- **Problem to solve**
Take the line that has "Objective — one point per instance of the stone block" in it and every line after it to the end of the entries, and reproduce them exactly.

(Saved entries)
Segment Open

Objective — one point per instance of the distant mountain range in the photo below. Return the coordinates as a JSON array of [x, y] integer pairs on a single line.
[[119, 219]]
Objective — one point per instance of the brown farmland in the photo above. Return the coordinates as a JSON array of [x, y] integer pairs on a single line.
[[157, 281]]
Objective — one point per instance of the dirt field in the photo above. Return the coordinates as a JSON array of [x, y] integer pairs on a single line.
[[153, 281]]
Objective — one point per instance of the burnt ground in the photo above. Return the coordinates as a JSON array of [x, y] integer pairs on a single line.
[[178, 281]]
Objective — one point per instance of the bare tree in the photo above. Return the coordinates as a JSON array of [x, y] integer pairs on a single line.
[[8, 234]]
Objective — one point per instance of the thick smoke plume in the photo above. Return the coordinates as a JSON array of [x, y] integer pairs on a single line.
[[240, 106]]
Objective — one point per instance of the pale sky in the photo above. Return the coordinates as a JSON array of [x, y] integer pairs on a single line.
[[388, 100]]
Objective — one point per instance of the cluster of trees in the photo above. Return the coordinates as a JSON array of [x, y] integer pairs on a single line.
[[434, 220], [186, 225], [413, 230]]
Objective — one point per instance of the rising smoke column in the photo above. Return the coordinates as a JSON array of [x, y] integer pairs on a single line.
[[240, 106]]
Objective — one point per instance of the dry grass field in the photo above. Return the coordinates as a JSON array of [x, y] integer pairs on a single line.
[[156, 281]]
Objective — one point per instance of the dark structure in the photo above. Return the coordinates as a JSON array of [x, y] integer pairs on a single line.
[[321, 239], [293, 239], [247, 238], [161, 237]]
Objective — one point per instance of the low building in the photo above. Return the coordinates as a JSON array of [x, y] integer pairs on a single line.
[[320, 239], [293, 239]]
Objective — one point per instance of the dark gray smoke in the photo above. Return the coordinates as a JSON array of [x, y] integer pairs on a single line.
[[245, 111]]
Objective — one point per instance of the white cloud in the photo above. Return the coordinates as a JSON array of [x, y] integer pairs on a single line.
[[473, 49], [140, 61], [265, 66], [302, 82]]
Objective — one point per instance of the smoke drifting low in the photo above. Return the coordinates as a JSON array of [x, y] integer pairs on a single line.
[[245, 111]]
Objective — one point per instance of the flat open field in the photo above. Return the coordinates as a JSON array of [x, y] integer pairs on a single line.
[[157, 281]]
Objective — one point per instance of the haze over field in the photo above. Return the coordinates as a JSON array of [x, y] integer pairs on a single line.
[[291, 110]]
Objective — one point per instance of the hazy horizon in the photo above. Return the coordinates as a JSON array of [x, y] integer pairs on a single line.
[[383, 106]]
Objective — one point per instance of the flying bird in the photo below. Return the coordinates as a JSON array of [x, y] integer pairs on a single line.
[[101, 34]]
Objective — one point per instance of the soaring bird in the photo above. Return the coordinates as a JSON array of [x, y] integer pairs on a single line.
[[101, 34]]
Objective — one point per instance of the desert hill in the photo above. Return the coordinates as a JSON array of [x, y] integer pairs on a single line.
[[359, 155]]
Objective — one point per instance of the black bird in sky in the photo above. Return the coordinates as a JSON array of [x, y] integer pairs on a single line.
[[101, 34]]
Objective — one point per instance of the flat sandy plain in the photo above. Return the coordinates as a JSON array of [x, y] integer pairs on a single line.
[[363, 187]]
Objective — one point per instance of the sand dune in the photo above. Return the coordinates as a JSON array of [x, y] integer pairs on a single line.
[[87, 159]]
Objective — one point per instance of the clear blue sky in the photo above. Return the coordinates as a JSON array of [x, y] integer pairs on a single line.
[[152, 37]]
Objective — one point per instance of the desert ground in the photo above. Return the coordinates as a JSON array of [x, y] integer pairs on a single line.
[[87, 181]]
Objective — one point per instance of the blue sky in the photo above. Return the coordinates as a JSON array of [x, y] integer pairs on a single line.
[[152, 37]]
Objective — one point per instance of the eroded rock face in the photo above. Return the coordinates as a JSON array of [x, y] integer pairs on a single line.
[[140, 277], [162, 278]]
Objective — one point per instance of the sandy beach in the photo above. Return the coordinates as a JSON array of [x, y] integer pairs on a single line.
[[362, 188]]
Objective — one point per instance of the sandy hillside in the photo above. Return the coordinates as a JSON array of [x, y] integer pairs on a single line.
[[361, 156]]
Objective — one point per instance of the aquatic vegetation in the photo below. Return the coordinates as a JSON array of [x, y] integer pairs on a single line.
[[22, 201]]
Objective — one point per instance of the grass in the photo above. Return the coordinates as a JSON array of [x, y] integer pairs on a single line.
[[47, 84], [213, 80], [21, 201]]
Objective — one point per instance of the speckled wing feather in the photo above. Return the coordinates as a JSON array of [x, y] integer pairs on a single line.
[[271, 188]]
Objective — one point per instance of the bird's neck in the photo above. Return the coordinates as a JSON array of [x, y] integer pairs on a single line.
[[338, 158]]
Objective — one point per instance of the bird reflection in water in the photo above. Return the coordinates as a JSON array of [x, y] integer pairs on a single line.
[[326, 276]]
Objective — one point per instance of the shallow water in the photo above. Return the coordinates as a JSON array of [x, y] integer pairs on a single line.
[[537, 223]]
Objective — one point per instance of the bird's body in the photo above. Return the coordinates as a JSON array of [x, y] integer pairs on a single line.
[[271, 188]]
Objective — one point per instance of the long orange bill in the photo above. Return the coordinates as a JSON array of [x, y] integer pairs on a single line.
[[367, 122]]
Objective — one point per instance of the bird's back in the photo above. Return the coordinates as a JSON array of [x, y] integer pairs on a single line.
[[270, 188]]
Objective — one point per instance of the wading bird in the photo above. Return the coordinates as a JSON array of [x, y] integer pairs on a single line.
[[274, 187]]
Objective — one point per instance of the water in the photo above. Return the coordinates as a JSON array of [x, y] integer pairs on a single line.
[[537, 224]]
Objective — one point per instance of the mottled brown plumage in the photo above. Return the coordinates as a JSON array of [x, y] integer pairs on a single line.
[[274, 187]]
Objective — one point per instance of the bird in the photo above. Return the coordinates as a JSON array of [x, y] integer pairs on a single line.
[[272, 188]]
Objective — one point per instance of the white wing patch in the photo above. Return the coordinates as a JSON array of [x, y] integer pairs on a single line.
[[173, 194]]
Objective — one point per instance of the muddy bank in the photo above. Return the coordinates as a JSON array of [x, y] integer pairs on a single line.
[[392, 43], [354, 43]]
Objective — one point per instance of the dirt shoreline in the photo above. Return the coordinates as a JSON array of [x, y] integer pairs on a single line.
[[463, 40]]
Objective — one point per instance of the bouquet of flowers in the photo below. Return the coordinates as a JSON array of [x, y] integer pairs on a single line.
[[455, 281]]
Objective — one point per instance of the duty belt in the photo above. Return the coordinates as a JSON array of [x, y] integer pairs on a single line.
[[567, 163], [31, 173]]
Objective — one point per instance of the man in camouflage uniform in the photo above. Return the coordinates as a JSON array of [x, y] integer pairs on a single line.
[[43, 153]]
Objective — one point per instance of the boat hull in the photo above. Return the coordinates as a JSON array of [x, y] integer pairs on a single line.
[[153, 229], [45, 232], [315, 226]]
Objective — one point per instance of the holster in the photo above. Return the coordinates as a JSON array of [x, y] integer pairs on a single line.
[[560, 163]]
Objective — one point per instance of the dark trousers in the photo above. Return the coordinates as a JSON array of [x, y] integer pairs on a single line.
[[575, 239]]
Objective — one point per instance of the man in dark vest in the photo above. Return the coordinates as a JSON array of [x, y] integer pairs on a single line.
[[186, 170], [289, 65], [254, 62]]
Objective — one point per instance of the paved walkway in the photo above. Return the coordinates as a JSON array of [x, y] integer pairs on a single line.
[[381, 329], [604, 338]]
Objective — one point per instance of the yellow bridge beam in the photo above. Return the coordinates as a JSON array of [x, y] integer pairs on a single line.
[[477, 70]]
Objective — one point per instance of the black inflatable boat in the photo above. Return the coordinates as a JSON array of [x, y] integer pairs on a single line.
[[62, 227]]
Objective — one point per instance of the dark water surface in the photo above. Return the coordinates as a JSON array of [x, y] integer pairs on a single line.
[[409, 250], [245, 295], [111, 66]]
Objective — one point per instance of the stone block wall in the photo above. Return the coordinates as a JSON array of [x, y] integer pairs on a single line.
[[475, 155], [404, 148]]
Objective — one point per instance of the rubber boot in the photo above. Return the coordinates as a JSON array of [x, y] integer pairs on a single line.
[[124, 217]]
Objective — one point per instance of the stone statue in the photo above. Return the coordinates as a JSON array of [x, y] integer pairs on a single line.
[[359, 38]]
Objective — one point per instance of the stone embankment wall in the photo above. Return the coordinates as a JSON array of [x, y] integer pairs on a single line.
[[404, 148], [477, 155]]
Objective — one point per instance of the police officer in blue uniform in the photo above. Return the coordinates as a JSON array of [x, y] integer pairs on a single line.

Segment Closed

- **Response area**
Objective — one point per instance of the stone block wall in the photo above. Return the coordinates as a JSON array of [x, y] integer pairs on a single line.
[[475, 155], [404, 148]]
Objective — one point per instance of the rubber boot in the photo above. Return the coordinates as a JSON array of [x, y] integer pairs on a single line.
[[124, 217]]
Objective — one point per instance of the stone statue in the photo above. Return the coordinates as a JSON array of [x, y] integer pairs on a single line.
[[359, 38]]
Objective — one point per instance of the stone embankment wall in the photo above. Return the coordinates as a JSON array of [x, y] integer pairs on a single line.
[[404, 148], [477, 155]]
Objective — one point per instance of the police officer in blue uniform in the photo above. Return the coordinates as a JSON array of [x, y] integer pairs on a single line.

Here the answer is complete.